What are the lines, written out exactly, from the one containing "Reviewer note: confirm that every instance of the red chevrolet" to the end of the entries below? Include both ends and nothing more.

Available records:

####

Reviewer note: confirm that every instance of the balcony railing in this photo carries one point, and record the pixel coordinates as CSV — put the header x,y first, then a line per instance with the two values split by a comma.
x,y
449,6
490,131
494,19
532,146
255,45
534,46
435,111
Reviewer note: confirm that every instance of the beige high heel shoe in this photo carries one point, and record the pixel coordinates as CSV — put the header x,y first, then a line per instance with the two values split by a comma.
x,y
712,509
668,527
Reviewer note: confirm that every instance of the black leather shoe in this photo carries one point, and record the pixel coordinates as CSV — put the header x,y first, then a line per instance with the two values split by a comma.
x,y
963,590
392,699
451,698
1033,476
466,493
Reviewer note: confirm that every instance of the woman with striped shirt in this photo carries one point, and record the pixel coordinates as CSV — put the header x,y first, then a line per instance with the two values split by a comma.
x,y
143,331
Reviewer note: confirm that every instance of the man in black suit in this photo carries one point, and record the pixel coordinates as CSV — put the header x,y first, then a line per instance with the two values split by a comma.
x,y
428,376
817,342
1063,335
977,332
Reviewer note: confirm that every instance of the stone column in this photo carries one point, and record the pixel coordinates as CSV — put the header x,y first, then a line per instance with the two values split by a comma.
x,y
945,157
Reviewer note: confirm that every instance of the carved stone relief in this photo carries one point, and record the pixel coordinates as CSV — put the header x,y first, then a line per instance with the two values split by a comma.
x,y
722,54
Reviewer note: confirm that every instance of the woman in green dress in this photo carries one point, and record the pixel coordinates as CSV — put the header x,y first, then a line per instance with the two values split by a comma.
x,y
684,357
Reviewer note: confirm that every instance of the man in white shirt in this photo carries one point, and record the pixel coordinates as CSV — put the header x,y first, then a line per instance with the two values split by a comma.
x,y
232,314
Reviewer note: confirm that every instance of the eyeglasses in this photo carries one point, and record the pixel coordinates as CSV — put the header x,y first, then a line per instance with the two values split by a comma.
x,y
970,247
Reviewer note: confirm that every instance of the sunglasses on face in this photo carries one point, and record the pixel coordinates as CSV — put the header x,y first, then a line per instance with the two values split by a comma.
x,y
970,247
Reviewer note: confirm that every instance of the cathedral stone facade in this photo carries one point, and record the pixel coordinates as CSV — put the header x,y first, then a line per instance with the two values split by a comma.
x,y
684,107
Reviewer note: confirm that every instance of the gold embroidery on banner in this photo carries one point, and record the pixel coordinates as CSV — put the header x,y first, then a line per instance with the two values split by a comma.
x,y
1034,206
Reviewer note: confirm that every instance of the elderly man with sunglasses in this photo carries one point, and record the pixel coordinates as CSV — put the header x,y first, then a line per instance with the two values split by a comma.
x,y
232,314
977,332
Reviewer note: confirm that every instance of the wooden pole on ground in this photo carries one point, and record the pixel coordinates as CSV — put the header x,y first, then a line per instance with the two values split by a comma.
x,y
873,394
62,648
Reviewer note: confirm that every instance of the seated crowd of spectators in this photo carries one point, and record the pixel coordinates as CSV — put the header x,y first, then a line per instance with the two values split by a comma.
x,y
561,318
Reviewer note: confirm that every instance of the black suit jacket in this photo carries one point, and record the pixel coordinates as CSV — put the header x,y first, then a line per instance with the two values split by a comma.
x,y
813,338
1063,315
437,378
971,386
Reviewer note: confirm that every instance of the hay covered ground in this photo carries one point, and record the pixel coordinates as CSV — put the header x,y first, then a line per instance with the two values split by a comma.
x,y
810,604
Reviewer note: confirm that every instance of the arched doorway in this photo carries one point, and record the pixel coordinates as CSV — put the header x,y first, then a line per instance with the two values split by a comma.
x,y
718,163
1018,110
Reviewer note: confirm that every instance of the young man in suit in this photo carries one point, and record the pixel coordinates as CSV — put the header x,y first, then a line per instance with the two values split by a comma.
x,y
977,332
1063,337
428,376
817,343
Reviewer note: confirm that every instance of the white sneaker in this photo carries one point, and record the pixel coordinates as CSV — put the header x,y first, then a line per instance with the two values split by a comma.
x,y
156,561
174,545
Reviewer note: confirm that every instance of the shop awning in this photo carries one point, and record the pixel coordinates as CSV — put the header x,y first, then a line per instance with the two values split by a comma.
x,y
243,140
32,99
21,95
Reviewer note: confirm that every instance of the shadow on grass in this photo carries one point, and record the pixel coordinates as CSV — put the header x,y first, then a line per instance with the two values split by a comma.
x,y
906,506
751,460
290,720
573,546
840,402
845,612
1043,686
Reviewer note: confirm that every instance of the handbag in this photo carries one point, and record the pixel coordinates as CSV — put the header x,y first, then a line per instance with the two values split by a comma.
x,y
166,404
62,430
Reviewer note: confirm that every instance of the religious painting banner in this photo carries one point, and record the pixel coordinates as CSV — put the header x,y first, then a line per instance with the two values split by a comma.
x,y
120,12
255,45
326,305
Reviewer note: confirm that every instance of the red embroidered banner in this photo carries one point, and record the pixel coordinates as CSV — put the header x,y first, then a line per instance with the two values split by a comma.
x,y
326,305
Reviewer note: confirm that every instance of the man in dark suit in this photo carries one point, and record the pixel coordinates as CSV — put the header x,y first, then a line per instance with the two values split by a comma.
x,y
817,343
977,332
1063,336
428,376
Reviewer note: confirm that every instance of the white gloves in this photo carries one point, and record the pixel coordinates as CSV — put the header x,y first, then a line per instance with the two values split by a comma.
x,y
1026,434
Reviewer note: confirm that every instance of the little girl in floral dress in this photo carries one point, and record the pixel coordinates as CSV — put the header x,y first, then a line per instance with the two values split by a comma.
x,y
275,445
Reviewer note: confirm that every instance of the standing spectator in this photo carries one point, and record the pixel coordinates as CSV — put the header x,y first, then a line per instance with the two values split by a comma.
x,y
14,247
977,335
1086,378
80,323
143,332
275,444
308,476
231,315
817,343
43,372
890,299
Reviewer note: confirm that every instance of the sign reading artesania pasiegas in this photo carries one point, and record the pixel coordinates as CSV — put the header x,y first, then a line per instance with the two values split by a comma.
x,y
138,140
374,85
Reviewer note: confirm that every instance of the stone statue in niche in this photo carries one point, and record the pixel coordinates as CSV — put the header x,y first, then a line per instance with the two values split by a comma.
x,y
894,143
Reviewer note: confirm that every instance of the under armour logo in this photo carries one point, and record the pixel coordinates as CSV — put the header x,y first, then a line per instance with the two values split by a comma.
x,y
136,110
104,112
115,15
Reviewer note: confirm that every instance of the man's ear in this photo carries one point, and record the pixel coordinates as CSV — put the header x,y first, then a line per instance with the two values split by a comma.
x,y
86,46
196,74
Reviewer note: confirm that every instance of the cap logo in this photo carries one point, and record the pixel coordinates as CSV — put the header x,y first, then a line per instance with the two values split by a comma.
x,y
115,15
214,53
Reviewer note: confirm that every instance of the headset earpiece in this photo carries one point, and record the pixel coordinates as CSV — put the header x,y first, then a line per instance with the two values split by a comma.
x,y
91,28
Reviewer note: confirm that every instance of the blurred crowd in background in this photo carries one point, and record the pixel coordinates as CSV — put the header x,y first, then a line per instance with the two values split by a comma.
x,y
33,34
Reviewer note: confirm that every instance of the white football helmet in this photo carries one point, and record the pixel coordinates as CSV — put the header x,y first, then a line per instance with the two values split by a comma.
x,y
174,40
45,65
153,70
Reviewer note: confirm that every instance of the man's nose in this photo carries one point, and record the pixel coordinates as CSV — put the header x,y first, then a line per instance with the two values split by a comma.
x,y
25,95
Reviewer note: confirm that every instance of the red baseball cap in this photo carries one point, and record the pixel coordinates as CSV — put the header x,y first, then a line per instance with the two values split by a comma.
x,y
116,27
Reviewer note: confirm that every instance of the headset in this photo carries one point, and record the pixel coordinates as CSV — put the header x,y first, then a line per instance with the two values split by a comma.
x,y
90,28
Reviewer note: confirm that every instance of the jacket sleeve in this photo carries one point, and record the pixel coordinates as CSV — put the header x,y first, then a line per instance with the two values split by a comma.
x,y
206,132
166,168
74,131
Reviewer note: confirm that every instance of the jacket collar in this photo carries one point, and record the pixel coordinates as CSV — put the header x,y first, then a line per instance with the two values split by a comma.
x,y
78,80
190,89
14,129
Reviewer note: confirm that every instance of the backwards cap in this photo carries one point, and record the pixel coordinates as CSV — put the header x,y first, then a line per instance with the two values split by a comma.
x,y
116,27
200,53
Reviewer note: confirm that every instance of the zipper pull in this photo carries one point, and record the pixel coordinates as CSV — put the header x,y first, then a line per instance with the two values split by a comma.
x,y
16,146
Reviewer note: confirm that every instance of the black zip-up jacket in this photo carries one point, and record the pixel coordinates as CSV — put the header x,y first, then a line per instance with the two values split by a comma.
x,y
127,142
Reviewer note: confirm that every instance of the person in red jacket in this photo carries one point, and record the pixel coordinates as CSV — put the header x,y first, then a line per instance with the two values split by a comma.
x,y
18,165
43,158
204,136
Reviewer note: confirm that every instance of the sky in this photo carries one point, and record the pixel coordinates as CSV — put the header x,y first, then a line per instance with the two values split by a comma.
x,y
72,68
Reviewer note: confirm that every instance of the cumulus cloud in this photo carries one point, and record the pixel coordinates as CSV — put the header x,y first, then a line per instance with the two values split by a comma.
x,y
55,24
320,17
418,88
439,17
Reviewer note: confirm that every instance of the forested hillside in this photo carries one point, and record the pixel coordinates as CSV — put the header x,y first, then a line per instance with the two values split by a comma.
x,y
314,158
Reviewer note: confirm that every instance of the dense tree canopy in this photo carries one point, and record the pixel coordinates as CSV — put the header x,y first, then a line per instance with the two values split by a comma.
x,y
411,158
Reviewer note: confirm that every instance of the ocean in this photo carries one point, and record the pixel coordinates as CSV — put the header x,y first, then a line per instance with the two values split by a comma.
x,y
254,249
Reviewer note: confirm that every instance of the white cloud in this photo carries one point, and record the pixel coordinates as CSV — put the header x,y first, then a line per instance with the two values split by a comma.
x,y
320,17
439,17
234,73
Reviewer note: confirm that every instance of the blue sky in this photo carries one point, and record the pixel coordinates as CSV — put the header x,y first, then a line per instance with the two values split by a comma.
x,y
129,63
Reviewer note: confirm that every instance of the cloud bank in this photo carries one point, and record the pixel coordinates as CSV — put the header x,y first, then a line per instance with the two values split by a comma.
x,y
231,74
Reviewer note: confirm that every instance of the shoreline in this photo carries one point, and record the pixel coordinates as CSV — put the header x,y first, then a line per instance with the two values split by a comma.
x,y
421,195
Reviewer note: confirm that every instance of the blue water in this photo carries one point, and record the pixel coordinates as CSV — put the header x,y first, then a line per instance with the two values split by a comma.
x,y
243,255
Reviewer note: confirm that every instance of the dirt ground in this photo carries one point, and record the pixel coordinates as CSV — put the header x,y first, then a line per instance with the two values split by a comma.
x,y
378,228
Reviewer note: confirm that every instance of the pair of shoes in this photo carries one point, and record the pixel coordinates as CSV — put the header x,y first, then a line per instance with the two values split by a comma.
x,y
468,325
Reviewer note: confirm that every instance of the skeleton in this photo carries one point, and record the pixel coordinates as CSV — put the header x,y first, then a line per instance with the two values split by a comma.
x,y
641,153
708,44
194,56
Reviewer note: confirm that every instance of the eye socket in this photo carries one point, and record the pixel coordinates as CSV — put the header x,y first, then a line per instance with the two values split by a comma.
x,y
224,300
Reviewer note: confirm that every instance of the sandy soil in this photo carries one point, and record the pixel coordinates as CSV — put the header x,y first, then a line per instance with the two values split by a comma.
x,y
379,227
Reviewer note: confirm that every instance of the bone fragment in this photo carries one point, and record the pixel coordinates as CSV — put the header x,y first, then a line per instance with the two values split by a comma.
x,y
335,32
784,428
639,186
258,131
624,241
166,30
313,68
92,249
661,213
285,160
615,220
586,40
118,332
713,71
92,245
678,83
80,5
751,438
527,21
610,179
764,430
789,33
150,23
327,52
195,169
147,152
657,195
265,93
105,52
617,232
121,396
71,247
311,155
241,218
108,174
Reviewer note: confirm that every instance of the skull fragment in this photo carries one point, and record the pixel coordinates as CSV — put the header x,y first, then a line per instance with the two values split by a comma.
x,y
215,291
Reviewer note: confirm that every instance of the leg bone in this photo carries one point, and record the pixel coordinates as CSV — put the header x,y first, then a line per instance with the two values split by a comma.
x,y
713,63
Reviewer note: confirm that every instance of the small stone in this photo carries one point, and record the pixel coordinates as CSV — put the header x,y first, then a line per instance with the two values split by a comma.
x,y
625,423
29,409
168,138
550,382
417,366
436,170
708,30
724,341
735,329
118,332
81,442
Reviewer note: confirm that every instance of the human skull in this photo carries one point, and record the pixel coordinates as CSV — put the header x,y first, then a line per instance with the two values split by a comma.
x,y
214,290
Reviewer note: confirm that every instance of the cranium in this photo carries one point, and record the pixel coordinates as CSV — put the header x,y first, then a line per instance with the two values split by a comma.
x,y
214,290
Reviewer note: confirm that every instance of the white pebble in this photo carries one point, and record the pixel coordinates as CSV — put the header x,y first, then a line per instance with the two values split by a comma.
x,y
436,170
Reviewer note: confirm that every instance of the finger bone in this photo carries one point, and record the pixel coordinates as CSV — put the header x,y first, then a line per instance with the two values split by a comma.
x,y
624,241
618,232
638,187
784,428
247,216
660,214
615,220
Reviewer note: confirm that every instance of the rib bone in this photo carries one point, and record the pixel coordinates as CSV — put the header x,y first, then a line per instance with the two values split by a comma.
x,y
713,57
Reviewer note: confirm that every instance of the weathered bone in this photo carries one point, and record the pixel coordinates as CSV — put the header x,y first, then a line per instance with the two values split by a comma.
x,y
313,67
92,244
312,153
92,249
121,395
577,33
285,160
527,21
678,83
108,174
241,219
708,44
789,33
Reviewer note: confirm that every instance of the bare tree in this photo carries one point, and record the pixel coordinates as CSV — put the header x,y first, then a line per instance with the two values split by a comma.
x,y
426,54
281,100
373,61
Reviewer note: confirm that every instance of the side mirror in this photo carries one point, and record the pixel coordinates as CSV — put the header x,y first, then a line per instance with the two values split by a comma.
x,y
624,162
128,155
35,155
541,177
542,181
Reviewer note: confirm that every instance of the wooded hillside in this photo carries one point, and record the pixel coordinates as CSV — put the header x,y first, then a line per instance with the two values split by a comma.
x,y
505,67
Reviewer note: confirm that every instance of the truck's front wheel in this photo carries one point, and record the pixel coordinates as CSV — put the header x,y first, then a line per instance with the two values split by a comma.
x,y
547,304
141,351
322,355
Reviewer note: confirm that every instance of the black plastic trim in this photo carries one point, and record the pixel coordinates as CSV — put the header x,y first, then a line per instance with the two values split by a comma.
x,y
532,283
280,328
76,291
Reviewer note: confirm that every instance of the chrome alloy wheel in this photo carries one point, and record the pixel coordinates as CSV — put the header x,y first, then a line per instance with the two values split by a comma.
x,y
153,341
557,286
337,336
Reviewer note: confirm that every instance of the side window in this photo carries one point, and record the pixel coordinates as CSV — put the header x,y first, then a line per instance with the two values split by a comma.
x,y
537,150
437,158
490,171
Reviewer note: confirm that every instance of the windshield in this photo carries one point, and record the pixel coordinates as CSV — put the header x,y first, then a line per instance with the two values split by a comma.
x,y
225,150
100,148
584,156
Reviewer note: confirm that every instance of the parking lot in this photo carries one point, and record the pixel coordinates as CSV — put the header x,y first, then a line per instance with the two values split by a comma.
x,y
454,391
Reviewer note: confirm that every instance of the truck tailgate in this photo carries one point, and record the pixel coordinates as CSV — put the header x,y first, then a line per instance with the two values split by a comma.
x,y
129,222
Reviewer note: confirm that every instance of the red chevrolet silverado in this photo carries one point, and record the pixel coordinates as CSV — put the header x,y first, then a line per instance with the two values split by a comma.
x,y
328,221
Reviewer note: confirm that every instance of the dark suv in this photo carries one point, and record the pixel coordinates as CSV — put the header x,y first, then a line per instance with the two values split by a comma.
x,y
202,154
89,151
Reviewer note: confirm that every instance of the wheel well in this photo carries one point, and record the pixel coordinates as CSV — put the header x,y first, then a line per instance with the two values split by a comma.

####

Solution to the problem:
Reviewer note: confirm that every instance of the red chevrolet silverado in this photo carries one point, and record the pixel coordinates as CSV — put the header x,y first, then a line per instance with the two values split by a comma.
x,y
328,221
Reviewer note: confirm that every instance of the dark suv in this photo carries one point, and record the pixel coordinates as CSV — put the header x,y first, then a line per instance with the two values split by a comma.
x,y
202,154
89,151
Reviewer note: confirm that every instance of the wheel well in this photo carries one point, and record the pixel coordinates as CSV — put the header x,y first, then a line per instance with the two values split by a comma.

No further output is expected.